*Data provided*:
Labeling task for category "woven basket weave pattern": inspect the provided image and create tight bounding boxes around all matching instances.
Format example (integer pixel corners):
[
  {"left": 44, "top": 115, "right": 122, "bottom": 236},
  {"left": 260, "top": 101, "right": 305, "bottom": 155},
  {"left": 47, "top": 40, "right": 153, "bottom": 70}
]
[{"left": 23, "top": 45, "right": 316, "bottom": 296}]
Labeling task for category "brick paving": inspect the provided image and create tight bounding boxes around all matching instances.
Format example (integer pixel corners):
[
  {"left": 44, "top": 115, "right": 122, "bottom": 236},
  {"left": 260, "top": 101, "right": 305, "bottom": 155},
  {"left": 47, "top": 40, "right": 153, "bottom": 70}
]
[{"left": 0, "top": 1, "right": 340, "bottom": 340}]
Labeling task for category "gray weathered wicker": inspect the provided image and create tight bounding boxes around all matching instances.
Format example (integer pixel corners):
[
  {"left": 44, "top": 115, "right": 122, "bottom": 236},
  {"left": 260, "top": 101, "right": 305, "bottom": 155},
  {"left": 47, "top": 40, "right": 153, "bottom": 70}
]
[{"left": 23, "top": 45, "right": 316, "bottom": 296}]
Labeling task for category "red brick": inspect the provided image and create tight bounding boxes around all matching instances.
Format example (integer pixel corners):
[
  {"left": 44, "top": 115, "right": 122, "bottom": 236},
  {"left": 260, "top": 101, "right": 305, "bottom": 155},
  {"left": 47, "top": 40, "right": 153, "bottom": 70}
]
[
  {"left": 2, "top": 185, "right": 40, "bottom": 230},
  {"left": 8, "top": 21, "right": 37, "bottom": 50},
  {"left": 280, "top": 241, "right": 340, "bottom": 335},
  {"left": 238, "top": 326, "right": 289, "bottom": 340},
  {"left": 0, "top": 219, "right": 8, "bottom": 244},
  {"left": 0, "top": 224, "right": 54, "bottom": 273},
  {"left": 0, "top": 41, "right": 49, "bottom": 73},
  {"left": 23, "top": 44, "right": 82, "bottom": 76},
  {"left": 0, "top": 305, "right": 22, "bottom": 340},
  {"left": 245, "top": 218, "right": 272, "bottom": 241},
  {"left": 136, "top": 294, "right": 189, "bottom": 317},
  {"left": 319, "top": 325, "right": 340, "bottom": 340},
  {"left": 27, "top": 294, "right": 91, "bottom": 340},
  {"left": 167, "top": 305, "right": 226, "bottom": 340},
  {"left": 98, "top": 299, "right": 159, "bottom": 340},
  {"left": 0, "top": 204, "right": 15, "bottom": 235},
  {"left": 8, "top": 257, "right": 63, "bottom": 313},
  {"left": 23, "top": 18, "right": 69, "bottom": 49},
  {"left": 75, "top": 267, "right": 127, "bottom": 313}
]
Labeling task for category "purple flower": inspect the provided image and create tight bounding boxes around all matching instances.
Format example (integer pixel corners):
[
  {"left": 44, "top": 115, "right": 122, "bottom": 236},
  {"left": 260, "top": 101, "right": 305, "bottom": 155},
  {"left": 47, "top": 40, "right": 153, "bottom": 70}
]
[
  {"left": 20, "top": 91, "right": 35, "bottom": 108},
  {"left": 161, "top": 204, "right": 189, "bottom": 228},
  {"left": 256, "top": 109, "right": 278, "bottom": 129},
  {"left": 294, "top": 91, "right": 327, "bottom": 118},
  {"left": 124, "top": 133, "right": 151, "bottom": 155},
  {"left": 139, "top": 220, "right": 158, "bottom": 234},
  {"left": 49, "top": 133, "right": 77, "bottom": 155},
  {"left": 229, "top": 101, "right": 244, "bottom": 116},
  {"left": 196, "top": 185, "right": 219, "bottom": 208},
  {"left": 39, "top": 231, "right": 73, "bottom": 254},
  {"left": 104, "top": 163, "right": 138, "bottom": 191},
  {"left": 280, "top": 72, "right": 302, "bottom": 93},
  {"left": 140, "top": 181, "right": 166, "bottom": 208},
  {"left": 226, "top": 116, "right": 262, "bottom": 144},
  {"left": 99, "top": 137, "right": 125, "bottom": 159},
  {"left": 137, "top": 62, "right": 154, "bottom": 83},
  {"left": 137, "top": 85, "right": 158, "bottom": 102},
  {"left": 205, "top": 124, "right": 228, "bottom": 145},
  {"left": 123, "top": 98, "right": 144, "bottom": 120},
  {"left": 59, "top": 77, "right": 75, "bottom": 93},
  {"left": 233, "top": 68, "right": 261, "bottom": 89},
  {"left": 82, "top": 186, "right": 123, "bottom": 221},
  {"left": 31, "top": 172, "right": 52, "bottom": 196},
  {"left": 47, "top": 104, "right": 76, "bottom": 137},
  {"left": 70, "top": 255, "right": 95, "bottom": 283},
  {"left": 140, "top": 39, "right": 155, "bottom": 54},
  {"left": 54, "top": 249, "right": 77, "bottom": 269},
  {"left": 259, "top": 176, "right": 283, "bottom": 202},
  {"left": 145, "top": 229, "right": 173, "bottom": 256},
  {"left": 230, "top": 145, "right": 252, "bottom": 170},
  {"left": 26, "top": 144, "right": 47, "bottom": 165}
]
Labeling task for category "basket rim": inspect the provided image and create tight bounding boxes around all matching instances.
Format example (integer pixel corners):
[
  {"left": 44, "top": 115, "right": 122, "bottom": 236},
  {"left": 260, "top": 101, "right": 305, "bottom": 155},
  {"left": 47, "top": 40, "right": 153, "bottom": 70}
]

*What needs to be done*:
Hand back the material above in full, exactly as written.

*Task result*:
Labeling task for category "woven basket weave pattern": inspect the provided image and create tight bounding boxes around all matching instances.
Format example (integer pixel corners):
[
  {"left": 44, "top": 115, "right": 122, "bottom": 236},
  {"left": 260, "top": 101, "right": 305, "bottom": 155},
  {"left": 47, "top": 40, "right": 153, "bottom": 70}
]
[{"left": 23, "top": 45, "right": 316, "bottom": 296}]
Labeling task for category "brick paving": inspect the provided image and create tight bounding boxes around all matching instances.
Format example (integer pixel corners):
[
  {"left": 44, "top": 115, "right": 122, "bottom": 236},
  {"left": 260, "top": 101, "right": 305, "bottom": 155},
  {"left": 47, "top": 40, "right": 153, "bottom": 70}
]
[{"left": 0, "top": 1, "right": 340, "bottom": 340}]
Labeling task for category "gray weathered wicker": inspect the provided image and create tight bounding boxes around all matching instances.
Format example (integer pixel corners):
[
  {"left": 44, "top": 115, "right": 122, "bottom": 236},
  {"left": 260, "top": 101, "right": 305, "bottom": 155},
  {"left": 47, "top": 40, "right": 153, "bottom": 70}
]
[{"left": 23, "top": 45, "right": 316, "bottom": 296}]
Labeling task for category "red brick": inspect the provided image and create tight bounding boxes around all matching instances.
Format example (integer pixel corners):
[
  {"left": 44, "top": 115, "right": 122, "bottom": 236},
  {"left": 260, "top": 101, "right": 305, "bottom": 155},
  {"left": 47, "top": 40, "right": 153, "bottom": 70}
]
[
  {"left": 2, "top": 185, "right": 40, "bottom": 230},
  {"left": 8, "top": 21, "right": 37, "bottom": 50},
  {"left": 280, "top": 241, "right": 340, "bottom": 335},
  {"left": 238, "top": 326, "right": 289, "bottom": 340},
  {"left": 0, "top": 219, "right": 8, "bottom": 244},
  {"left": 0, "top": 224, "right": 54, "bottom": 273},
  {"left": 0, "top": 41, "right": 49, "bottom": 73},
  {"left": 23, "top": 44, "right": 82, "bottom": 76},
  {"left": 0, "top": 305, "right": 22, "bottom": 340},
  {"left": 245, "top": 218, "right": 272, "bottom": 241},
  {"left": 136, "top": 294, "right": 189, "bottom": 317},
  {"left": 319, "top": 325, "right": 340, "bottom": 340},
  {"left": 27, "top": 294, "right": 91, "bottom": 340},
  {"left": 167, "top": 305, "right": 226, "bottom": 340},
  {"left": 98, "top": 299, "right": 159, "bottom": 340},
  {"left": 0, "top": 204, "right": 15, "bottom": 235},
  {"left": 8, "top": 257, "right": 63, "bottom": 313},
  {"left": 23, "top": 18, "right": 69, "bottom": 49},
  {"left": 75, "top": 267, "right": 127, "bottom": 313}
]
Labeling task for category "purple flower": inspect the provided image and create tight bounding boxes around all matching instances.
Format example (integer pixel corners):
[
  {"left": 44, "top": 115, "right": 122, "bottom": 236},
  {"left": 260, "top": 101, "right": 305, "bottom": 155},
  {"left": 47, "top": 40, "right": 153, "bottom": 70}
]
[
  {"left": 20, "top": 91, "right": 35, "bottom": 108},
  {"left": 161, "top": 204, "right": 189, "bottom": 228},
  {"left": 256, "top": 109, "right": 278, "bottom": 129},
  {"left": 294, "top": 91, "right": 327, "bottom": 118},
  {"left": 124, "top": 133, "right": 151, "bottom": 155},
  {"left": 139, "top": 220, "right": 158, "bottom": 234},
  {"left": 49, "top": 133, "right": 77, "bottom": 155},
  {"left": 229, "top": 101, "right": 244, "bottom": 116},
  {"left": 196, "top": 185, "right": 219, "bottom": 208},
  {"left": 39, "top": 231, "right": 73, "bottom": 254},
  {"left": 104, "top": 163, "right": 138, "bottom": 191},
  {"left": 280, "top": 72, "right": 302, "bottom": 93},
  {"left": 140, "top": 181, "right": 166, "bottom": 208},
  {"left": 226, "top": 116, "right": 262, "bottom": 144},
  {"left": 99, "top": 137, "right": 125, "bottom": 159},
  {"left": 137, "top": 62, "right": 154, "bottom": 83},
  {"left": 137, "top": 85, "right": 158, "bottom": 102},
  {"left": 205, "top": 124, "right": 228, "bottom": 145},
  {"left": 123, "top": 98, "right": 144, "bottom": 120},
  {"left": 59, "top": 77, "right": 75, "bottom": 93},
  {"left": 233, "top": 68, "right": 261, "bottom": 89},
  {"left": 82, "top": 186, "right": 123, "bottom": 221},
  {"left": 31, "top": 172, "right": 52, "bottom": 196},
  {"left": 47, "top": 104, "right": 76, "bottom": 137},
  {"left": 70, "top": 255, "right": 95, "bottom": 283},
  {"left": 140, "top": 39, "right": 155, "bottom": 54},
  {"left": 54, "top": 249, "right": 77, "bottom": 269},
  {"left": 259, "top": 176, "right": 283, "bottom": 202},
  {"left": 145, "top": 229, "right": 173, "bottom": 256},
  {"left": 230, "top": 145, "right": 252, "bottom": 170},
  {"left": 26, "top": 144, "right": 47, "bottom": 165}
]
Labeling task for category "basket rim": inspect the provided image and create tight bounding boxes around all matching instances.
Format example (integer pixel corners):
[
  {"left": 44, "top": 115, "right": 122, "bottom": 236},
  {"left": 260, "top": 101, "right": 305, "bottom": 155},
  {"left": 47, "top": 40, "right": 153, "bottom": 70}
]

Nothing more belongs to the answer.